Work required ▸ Filter the listing below down to every line that holds the word "weathered", matching case exactly, and copy those lines.

Dataset entries
════

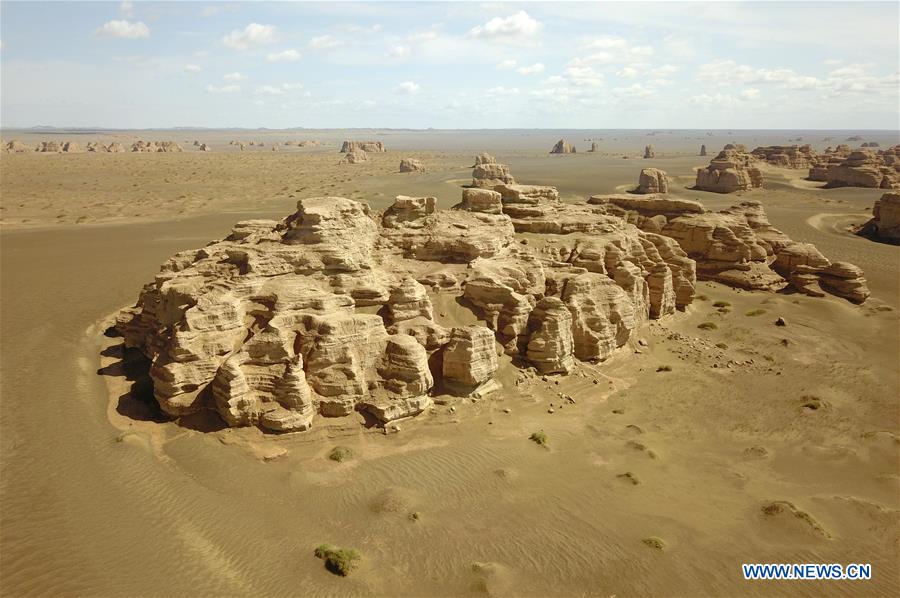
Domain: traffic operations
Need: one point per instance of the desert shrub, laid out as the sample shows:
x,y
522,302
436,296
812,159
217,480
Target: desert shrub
x,y
340,561
340,453
539,438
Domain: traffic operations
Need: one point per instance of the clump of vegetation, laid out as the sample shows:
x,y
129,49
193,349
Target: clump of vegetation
x,y
340,454
539,438
340,561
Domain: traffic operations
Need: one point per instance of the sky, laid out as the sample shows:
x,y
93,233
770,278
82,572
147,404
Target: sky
x,y
451,65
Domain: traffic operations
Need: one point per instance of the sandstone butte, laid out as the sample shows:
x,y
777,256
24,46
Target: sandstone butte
x,y
330,310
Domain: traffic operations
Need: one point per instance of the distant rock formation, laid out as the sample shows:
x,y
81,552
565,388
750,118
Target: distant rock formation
x,y
48,147
562,147
787,156
16,147
885,223
366,146
731,170
155,146
411,165
487,173
652,180
831,157
354,157
265,328
866,168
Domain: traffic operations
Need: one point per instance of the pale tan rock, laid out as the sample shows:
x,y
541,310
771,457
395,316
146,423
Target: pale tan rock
x,y
652,180
550,346
885,222
562,147
469,359
365,146
731,170
411,165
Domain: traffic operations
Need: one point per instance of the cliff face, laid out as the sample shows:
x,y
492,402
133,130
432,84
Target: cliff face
x,y
330,309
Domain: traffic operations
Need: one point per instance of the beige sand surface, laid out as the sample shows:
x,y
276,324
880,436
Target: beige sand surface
x,y
101,497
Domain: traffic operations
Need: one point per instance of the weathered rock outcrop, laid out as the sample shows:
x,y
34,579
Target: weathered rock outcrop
x,y
867,168
487,173
366,146
787,156
411,165
330,310
652,180
16,147
563,147
354,157
731,170
885,223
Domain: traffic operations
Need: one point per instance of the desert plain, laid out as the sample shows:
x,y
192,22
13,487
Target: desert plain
x,y
693,449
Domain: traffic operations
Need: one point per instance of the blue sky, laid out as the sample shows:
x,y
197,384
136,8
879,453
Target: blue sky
x,y
450,65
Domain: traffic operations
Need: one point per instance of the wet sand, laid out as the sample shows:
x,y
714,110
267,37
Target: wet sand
x,y
165,509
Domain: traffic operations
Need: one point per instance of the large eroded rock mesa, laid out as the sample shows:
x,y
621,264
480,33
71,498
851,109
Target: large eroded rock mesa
x,y
731,170
885,223
330,310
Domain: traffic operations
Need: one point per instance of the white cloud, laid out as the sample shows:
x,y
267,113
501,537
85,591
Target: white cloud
x,y
503,91
518,25
223,89
321,42
284,56
123,29
399,52
253,34
534,69
407,87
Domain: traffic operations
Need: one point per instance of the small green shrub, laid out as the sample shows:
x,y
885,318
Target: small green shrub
x,y
539,438
340,561
340,454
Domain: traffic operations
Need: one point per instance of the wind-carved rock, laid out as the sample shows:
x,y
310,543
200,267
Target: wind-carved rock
x,y
885,223
411,165
867,168
375,147
330,311
563,147
652,180
731,170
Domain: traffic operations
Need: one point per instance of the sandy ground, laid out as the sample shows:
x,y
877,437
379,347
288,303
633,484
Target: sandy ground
x,y
760,444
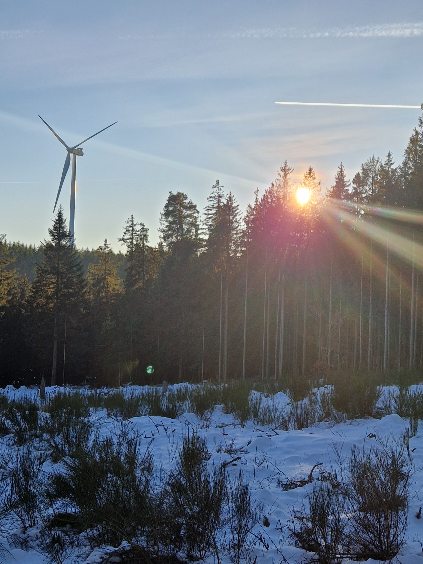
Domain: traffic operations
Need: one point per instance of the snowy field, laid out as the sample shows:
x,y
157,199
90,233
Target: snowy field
x,y
268,458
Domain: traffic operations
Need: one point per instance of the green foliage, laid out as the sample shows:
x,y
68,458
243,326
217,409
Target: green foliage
x,y
189,512
378,500
26,486
108,484
20,417
355,395
320,528
243,516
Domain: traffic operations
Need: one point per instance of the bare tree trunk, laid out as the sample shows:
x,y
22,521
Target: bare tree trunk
x,y
400,323
220,327
386,326
282,329
267,332
277,324
360,346
338,347
64,354
416,317
225,333
202,355
54,362
330,316
304,328
412,312
370,336
264,325
244,347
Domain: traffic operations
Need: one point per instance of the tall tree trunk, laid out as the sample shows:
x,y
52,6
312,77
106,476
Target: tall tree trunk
x,y
330,316
338,346
225,333
244,347
370,335
282,329
277,325
360,342
263,352
220,327
202,355
304,328
400,323
64,354
386,317
412,312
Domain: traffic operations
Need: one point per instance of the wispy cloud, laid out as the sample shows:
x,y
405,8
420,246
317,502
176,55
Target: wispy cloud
x,y
17,33
384,31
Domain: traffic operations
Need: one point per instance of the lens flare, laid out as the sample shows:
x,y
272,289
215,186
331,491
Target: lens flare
x,y
303,195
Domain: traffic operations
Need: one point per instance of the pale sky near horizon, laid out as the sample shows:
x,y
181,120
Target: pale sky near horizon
x,y
192,85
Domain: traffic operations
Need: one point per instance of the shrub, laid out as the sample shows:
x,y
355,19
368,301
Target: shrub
x,y
203,399
320,529
236,400
21,419
189,510
355,395
120,405
108,485
73,403
26,486
243,516
378,499
66,434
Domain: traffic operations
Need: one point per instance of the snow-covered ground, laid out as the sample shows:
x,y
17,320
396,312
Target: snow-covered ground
x,y
267,458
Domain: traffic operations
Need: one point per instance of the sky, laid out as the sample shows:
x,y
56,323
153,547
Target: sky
x,y
192,85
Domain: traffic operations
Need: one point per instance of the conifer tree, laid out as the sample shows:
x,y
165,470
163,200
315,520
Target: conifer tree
x,y
58,288
339,190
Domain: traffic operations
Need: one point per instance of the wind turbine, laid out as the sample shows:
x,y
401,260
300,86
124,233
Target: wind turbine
x,y
75,151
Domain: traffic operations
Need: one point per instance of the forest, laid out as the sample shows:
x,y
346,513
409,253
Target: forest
x,y
283,292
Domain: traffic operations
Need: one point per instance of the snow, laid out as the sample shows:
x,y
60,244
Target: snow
x,y
266,456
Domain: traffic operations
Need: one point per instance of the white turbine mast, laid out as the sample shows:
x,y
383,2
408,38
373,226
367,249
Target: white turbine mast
x,y
75,151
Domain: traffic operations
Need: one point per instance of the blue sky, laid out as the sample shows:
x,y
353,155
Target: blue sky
x,y
193,85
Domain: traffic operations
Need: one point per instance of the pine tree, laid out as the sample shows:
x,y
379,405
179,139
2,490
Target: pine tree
x,y
340,190
104,284
179,222
135,238
58,288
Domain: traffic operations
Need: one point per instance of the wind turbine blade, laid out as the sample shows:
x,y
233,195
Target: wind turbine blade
x,y
54,133
64,173
91,136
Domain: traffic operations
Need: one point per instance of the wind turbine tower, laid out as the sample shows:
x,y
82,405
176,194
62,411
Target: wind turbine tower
x,y
75,151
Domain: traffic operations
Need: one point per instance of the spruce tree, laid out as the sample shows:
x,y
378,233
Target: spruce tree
x,y
339,190
59,287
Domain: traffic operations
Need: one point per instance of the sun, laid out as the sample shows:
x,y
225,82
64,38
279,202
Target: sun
x,y
303,195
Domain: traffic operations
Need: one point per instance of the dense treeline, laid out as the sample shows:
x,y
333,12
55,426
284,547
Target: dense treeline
x,y
287,291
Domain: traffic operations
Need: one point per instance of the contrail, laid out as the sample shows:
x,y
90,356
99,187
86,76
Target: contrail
x,y
337,105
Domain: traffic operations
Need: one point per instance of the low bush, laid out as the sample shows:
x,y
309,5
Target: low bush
x,y
321,527
108,486
21,419
119,404
73,403
189,509
374,496
378,499
243,517
25,494
355,395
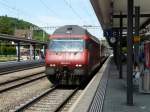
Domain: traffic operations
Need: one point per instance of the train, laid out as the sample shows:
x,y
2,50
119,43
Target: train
x,y
72,55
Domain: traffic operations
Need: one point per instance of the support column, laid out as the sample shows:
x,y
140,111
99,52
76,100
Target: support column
x,y
34,53
130,53
137,22
120,47
18,54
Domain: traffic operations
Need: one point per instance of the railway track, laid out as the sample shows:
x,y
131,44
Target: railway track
x,y
8,85
52,100
18,69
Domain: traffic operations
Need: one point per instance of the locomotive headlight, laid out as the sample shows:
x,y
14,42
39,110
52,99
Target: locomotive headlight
x,y
52,65
78,65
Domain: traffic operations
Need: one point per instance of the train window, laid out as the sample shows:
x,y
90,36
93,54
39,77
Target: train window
x,y
67,45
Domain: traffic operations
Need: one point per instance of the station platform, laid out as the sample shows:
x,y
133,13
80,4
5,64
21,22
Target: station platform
x,y
107,93
115,97
9,66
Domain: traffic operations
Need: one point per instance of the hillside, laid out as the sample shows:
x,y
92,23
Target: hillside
x,y
9,24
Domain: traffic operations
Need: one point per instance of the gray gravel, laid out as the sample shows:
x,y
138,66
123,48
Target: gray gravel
x,y
71,102
50,102
15,75
12,98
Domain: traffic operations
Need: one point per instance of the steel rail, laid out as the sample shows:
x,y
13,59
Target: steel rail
x,y
21,84
30,102
66,100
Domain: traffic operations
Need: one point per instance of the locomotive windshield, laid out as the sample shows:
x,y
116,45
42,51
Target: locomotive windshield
x,y
66,45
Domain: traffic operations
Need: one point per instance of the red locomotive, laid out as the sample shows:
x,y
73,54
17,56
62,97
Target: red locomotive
x,y
72,54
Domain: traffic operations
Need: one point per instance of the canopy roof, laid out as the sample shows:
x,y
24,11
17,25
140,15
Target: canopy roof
x,y
108,12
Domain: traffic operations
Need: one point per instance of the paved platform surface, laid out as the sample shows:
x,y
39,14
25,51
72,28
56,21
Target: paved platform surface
x,y
115,98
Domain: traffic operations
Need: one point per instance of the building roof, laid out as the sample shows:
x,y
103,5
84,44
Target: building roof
x,y
108,12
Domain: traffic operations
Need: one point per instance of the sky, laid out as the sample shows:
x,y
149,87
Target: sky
x,y
49,13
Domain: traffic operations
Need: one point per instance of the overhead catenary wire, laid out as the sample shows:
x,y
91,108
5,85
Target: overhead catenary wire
x,y
17,10
74,11
48,8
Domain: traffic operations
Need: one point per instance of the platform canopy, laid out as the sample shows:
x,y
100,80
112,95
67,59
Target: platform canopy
x,y
108,12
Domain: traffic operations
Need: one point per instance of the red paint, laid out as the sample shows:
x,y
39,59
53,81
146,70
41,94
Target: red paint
x,y
85,37
67,58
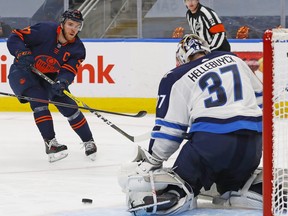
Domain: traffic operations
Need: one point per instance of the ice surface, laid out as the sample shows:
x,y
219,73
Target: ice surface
x,y
31,186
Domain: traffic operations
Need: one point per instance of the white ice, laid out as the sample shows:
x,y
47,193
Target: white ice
x,y
31,186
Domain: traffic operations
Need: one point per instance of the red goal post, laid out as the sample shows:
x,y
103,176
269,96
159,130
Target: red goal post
x,y
275,122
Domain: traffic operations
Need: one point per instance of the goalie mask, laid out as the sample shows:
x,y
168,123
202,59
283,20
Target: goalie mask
x,y
190,45
74,15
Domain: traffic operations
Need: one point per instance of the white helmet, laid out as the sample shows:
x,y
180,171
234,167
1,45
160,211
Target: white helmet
x,y
188,46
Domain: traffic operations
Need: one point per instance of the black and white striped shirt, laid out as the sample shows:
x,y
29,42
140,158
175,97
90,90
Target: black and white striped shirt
x,y
207,25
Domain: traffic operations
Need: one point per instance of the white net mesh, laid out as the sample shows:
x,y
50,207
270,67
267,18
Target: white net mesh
x,y
280,121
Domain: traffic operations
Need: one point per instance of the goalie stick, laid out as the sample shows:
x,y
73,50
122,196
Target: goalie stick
x,y
130,137
138,115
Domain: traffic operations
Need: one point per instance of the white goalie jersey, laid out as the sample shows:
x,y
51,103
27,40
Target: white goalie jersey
x,y
206,95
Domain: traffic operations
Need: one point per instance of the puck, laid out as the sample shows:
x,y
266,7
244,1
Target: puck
x,y
85,200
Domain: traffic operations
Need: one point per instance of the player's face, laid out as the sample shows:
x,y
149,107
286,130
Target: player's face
x,y
71,28
192,5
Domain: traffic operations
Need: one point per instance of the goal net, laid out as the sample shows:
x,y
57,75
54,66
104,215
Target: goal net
x,y
275,122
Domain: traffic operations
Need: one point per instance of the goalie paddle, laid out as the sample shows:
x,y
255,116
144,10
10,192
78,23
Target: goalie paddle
x,y
130,137
137,115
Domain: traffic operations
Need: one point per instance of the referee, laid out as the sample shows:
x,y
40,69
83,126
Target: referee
x,y
204,22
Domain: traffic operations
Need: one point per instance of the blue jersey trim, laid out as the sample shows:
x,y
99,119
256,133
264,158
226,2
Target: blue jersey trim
x,y
170,125
226,128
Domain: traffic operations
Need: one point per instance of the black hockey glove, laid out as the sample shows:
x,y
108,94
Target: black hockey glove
x,y
24,59
59,86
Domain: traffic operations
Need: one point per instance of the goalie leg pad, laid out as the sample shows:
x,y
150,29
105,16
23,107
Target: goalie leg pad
x,y
148,200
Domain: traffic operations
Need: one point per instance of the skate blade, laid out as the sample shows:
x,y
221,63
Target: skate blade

════

Final result ▸
Need: one point per instance of the weathered rock outcrop, laid out as the sample shows:
Target: weathered rock outcrop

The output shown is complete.